• _ASSIGNED TASK_
Output a faithful copy of the entries, every picture removed.

• _RECORDS SUPPLIED_

== Segment start ==

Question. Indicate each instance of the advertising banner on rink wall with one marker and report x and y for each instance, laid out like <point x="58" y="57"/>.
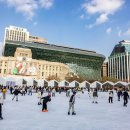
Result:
<point x="24" y="68"/>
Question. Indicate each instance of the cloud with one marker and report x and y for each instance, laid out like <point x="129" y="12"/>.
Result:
<point x="108" y="31"/>
<point x="28" y="7"/>
<point x="103" y="8"/>
<point x="82" y="16"/>
<point x="124" y="33"/>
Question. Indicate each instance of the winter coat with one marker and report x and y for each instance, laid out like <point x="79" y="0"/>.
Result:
<point x="111" y="94"/>
<point x="95" y="94"/>
<point x="4" y="90"/>
<point x="39" y="95"/>
<point x="125" y="95"/>
<point x="72" y="99"/>
<point x="46" y="99"/>
<point x="1" y="98"/>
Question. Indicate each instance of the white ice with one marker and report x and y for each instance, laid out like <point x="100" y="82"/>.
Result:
<point x="26" y="114"/>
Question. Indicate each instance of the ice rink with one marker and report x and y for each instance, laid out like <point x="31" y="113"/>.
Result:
<point x="27" y="115"/>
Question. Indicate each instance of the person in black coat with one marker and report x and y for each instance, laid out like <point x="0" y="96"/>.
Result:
<point x="45" y="100"/>
<point x="16" y="92"/>
<point x="125" y="97"/>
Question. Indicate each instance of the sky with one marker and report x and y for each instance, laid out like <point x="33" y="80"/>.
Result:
<point x="96" y="25"/>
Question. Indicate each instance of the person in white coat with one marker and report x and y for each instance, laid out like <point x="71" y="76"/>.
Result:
<point x="1" y="103"/>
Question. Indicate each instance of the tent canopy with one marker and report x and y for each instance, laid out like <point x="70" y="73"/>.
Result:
<point x="64" y="83"/>
<point x="121" y="83"/>
<point x="85" y="84"/>
<point x="53" y="83"/>
<point x="74" y="84"/>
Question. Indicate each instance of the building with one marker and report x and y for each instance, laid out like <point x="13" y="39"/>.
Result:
<point x="81" y="63"/>
<point x="119" y="61"/>
<point x="105" y="70"/>
<point x="22" y="65"/>
<point x="16" y="34"/>
<point x="37" y="39"/>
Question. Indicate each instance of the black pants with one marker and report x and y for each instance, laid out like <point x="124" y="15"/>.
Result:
<point x="0" y="110"/>
<point x="125" y="101"/>
<point x="110" y="100"/>
<point x="44" y="106"/>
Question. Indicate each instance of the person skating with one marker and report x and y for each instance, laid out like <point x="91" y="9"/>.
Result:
<point x="4" y="92"/>
<point x="44" y="104"/>
<point x="111" y="96"/>
<point x="125" y="97"/>
<point x="16" y="92"/>
<point x="71" y="104"/>
<point x="1" y="103"/>
<point x="53" y="92"/>
<point x="39" y="97"/>
<point x="30" y="91"/>
<point x="95" y="96"/>
<point x="119" y="94"/>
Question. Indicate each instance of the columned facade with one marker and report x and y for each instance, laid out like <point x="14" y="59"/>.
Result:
<point x="119" y="62"/>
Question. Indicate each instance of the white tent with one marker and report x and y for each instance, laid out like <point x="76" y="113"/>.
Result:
<point x="121" y="83"/>
<point x="42" y="82"/>
<point x="74" y="84"/>
<point x="96" y="84"/>
<point x="19" y="82"/>
<point x="64" y="83"/>
<point x="2" y="81"/>
<point x="10" y="81"/>
<point x="85" y="84"/>
<point x="29" y="81"/>
<point x="53" y="83"/>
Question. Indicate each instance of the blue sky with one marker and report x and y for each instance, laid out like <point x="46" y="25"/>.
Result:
<point x="87" y="24"/>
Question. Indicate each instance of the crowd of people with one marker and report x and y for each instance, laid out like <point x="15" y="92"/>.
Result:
<point x="51" y="92"/>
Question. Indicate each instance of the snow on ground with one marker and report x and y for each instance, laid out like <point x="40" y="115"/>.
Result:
<point x="27" y="115"/>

== Segment end ==

• _ANSWER_
Question. Indicate each instance of the advertising banner on rink wall with one marker and report x and y for each instance, laid out like <point x="58" y="57"/>.
Result:
<point x="24" y="68"/>
Question. Indicate each instance of the cloud with one marker and report x and y for each instance, laid out like <point x="129" y="12"/>.
Result:
<point x="108" y="31"/>
<point x="28" y="7"/>
<point x="103" y="8"/>
<point x="82" y="16"/>
<point x="124" y="33"/>
Question. Indicate each instance of the winter coat with one marker and report x and y for each instance, laid out like <point x="79" y="0"/>.
Result:
<point x="111" y="94"/>
<point x="95" y="94"/>
<point x="4" y="90"/>
<point x="39" y="95"/>
<point x="125" y="95"/>
<point x="72" y="99"/>
<point x="46" y="99"/>
<point x="1" y="98"/>
Question. Indicate each instance of the white ice with one marker and report x and y for each instance, laid out like <point x="100" y="82"/>.
Result:
<point x="26" y="114"/>
Question. Indicate each instance of the ice rink with one marker and report x and y for each instance, laid out like <point x="31" y="113"/>.
Result:
<point x="27" y="115"/>
Question. Indicate each instance of the person in black coat with one marker and report x and y for each instance, laid out like <point x="0" y="96"/>.
Result:
<point x="45" y="100"/>
<point x="16" y="92"/>
<point x="125" y="97"/>
Question. Indicate each instance of the sky with one marker and report x and y for each instance, laid out like <point x="33" y="80"/>.
Result:
<point x="96" y="25"/>
Question. Indicate each instance of the person in white coat with one marker and report x and y for each instance, laid out like <point x="71" y="76"/>.
Result:
<point x="1" y="103"/>
Question. Indicate each instance of the tent canopy with one marker and report x and y for each instance, laid out like <point x="70" y="73"/>.
Result:
<point x="64" y="83"/>
<point x="121" y="83"/>
<point x="85" y="84"/>
<point x="53" y="83"/>
<point x="74" y="84"/>
Question. Indicate each instance of the building with one marker and report x and y for each instance, laid out like <point x="13" y="39"/>.
Result:
<point x="81" y="63"/>
<point x="119" y="61"/>
<point x="105" y="70"/>
<point x="22" y="65"/>
<point x="16" y="34"/>
<point x="37" y="39"/>
Question. Indicate each instance of the black pants with one marker and report x and y for each instance, laid out like <point x="124" y="15"/>.
Result:
<point x="0" y="110"/>
<point x="125" y="101"/>
<point x="110" y="100"/>
<point x="44" y="106"/>
Question. Indicate each instance of the person skating with one marker and report x and y for each instance, laid out like <point x="91" y="9"/>.
Result:
<point x="4" y="92"/>
<point x="44" y="104"/>
<point x="111" y="96"/>
<point x="125" y="97"/>
<point x="16" y="92"/>
<point x="71" y="104"/>
<point x="1" y="103"/>
<point x="53" y="92"/>
<point x="39" y="97"/>
<point x="30" y="91"/>
<point x="95" y="96"/>
<point x="119" y="94"/>
Question. Indicate each instance of the columned facade with one marker and report x and y for each instance, laid out like <point x="14" y="59"/>.
Result:
<point x="119" y="62"/>
Question. Indicate each instance of the white tent with one marker and report x and y for each instance, laid out like <point x="76" y="113"/>.
Result:
<point x="121" y="83"/>
<point x="42" y="82"/>
<point x="74" y="84"/>
<point x="96" y="84"/>
<point x="19" y="82"/>
<point x="64" y="83"/>
<point x="2" y="81"/>
<point x="10" y="81"/>
<point x="85" y="84"/>
<point x="29" y="81"/>
<point x="53" y="83"/>
Question. Indicate each instance of the blue sky with one marker and report x and y for each instance, laid out like <point x="46" y="25"/>.
Result:
<point x="87" y="24"/>
Question. Indicate each instance of the crowd of people with one marker and report x and y for each instance, laid out like <point x="15" y="92"/>.
Result:
<point x="51" y="92"/>
Question. Indicate each instance of the snow on ground with one marker and report x and y for each instance, laid out like <point x="40" y="115"/>.
Result:
<point x="27" y="115"/>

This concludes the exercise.